Data listing ::
★ ★ ★ ★ ★

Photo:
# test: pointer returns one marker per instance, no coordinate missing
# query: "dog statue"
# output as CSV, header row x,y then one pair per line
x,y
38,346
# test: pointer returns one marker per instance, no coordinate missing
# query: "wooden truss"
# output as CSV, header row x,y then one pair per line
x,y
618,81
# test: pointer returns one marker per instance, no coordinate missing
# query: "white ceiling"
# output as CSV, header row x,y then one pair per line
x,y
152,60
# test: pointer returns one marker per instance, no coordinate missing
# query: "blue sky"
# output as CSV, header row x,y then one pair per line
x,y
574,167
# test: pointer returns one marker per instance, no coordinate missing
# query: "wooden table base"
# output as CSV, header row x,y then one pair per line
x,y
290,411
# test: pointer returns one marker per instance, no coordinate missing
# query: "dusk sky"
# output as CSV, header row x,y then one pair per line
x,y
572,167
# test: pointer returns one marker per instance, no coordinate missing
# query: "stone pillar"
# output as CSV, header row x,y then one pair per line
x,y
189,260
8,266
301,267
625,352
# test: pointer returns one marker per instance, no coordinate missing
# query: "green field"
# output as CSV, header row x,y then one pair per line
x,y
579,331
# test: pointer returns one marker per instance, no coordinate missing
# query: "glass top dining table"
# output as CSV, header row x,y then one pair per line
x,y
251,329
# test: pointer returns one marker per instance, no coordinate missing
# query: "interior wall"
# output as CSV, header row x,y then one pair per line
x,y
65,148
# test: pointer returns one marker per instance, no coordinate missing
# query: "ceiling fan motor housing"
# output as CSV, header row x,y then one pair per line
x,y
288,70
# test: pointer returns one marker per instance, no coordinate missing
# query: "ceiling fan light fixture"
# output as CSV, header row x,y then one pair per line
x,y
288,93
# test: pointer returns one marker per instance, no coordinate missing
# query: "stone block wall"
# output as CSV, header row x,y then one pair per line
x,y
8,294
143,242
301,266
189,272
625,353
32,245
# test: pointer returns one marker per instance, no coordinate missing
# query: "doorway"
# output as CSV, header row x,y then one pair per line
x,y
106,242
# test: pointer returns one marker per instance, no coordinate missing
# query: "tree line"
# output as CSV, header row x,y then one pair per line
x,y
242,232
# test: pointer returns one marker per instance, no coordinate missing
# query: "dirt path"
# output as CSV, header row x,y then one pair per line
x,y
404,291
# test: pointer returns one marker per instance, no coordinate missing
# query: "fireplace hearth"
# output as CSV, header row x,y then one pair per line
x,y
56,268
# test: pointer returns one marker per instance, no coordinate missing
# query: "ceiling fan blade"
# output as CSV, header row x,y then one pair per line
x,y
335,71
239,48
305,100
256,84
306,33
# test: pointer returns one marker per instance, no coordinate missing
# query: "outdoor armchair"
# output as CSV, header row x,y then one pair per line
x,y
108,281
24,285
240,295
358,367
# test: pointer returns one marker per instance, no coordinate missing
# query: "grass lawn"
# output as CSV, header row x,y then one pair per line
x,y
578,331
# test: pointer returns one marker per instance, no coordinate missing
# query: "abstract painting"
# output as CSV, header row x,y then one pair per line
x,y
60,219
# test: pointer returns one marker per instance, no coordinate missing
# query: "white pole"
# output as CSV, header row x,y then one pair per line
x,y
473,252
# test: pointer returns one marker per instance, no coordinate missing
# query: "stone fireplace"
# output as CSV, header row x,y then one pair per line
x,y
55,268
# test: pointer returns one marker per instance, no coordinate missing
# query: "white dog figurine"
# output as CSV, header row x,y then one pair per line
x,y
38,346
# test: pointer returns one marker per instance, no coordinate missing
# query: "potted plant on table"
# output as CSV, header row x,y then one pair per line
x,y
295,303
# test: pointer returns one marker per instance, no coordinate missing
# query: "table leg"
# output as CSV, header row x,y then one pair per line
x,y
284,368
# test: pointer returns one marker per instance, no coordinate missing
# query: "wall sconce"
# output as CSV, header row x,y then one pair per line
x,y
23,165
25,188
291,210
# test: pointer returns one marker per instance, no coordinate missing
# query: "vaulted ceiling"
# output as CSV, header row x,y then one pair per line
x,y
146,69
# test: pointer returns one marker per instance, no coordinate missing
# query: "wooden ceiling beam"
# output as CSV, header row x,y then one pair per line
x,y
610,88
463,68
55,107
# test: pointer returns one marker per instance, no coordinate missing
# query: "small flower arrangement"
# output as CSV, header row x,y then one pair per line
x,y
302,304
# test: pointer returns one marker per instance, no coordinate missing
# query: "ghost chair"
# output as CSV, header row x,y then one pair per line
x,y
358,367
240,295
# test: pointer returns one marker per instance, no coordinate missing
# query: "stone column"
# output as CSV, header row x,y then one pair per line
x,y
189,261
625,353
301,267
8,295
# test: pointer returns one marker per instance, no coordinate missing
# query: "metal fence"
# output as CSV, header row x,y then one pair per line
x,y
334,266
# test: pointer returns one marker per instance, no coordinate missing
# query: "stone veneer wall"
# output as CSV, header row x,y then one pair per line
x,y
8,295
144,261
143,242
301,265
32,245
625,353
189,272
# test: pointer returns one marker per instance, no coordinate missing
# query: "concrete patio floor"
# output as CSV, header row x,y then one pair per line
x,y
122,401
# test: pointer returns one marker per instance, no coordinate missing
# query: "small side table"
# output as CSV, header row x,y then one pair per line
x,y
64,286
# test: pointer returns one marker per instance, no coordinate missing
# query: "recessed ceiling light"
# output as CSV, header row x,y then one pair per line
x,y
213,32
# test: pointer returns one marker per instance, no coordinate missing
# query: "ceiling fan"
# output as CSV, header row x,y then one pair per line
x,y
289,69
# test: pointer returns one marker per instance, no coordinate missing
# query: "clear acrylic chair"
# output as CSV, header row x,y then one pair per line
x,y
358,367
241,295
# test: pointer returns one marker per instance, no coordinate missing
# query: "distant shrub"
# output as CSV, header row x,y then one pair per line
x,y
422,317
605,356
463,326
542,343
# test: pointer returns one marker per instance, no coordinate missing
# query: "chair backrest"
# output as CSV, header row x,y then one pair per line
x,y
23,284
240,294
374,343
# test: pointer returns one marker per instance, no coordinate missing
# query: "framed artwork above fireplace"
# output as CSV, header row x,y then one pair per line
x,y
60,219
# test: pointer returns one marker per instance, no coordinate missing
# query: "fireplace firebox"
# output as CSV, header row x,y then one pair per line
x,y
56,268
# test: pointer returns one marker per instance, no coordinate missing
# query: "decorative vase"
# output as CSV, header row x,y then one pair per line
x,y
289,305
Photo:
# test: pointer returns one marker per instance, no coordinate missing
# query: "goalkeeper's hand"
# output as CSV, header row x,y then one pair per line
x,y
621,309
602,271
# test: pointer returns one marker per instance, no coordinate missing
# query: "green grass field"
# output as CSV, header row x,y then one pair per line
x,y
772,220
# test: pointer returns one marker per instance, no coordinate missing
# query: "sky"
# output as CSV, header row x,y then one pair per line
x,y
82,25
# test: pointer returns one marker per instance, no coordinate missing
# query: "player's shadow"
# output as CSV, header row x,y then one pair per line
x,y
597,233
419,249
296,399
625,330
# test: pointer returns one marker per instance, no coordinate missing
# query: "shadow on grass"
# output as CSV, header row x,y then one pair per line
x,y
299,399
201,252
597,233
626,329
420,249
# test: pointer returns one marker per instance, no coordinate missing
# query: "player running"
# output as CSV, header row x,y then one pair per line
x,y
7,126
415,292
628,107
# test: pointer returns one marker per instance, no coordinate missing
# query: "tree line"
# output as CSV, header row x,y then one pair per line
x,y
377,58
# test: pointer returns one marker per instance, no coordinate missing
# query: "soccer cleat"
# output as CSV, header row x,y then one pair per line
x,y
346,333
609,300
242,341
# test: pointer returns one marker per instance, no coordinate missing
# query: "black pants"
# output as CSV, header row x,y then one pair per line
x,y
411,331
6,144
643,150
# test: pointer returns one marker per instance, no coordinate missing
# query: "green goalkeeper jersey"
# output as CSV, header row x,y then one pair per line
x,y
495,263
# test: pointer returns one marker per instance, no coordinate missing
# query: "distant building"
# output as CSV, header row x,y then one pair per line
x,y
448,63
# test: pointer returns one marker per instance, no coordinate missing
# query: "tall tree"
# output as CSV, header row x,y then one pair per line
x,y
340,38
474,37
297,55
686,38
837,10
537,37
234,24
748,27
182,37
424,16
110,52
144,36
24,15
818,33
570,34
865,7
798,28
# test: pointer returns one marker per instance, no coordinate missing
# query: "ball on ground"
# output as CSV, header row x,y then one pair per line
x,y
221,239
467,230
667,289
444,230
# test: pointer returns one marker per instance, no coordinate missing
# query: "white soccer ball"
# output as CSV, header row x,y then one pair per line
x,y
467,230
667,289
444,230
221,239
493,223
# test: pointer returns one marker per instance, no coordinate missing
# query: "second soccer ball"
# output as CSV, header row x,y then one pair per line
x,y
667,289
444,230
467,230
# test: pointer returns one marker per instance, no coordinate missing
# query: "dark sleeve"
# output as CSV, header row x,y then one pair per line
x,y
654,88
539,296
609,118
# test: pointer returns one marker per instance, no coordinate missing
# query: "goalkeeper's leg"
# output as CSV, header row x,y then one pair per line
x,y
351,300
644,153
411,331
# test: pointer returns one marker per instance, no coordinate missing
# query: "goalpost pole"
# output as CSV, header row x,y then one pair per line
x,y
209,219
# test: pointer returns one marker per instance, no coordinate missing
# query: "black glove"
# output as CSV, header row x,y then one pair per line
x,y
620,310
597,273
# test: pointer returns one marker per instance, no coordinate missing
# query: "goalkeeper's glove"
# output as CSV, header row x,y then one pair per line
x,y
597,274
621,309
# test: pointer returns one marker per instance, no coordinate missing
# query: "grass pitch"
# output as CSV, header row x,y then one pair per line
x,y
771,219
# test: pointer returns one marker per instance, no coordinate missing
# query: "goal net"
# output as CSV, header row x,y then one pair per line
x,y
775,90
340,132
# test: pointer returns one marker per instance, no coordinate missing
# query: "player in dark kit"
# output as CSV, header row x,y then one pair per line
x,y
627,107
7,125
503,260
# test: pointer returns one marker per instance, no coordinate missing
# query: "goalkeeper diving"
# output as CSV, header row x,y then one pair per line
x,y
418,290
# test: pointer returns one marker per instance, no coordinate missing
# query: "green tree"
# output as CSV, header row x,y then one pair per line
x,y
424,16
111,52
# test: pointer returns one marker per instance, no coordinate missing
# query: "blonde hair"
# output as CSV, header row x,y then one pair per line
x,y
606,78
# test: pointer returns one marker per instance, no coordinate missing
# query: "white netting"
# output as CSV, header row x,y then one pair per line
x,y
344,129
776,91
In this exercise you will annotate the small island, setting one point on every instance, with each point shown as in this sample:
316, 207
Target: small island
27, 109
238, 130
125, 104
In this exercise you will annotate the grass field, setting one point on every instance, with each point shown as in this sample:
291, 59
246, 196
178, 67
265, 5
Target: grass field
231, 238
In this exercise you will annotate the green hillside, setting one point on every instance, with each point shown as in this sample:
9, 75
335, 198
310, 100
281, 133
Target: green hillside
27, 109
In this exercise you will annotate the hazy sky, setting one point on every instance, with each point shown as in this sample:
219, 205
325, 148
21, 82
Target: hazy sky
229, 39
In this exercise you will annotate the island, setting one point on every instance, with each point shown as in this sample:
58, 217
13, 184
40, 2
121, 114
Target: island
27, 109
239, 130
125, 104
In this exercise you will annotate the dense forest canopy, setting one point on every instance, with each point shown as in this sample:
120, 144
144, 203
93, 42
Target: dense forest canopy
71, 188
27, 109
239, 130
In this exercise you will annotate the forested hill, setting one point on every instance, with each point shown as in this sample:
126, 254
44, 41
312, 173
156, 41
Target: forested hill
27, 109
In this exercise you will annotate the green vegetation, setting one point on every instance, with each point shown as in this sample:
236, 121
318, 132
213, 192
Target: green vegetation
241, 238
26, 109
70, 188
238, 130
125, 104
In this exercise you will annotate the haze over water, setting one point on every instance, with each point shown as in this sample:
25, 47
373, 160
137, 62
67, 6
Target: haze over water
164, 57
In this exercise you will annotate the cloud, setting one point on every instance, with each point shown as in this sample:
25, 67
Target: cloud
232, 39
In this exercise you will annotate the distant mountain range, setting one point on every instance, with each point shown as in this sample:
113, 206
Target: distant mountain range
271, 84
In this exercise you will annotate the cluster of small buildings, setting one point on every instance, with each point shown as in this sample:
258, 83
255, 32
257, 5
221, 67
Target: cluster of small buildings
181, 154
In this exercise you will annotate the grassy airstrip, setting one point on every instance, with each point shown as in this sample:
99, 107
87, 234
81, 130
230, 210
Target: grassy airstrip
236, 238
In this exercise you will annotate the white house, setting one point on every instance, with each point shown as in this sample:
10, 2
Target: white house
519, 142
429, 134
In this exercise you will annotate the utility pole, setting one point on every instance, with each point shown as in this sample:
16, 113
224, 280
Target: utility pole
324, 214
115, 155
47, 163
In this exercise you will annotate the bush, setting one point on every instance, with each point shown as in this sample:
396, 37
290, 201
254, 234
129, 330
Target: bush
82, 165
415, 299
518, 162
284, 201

★ ★ ★ ★ ★

Retrieve every line above holding the word "ball".

Completed exercise ::
# query: "ball on ground"
# query: "white soccer ball"
# query: "second soccer ball"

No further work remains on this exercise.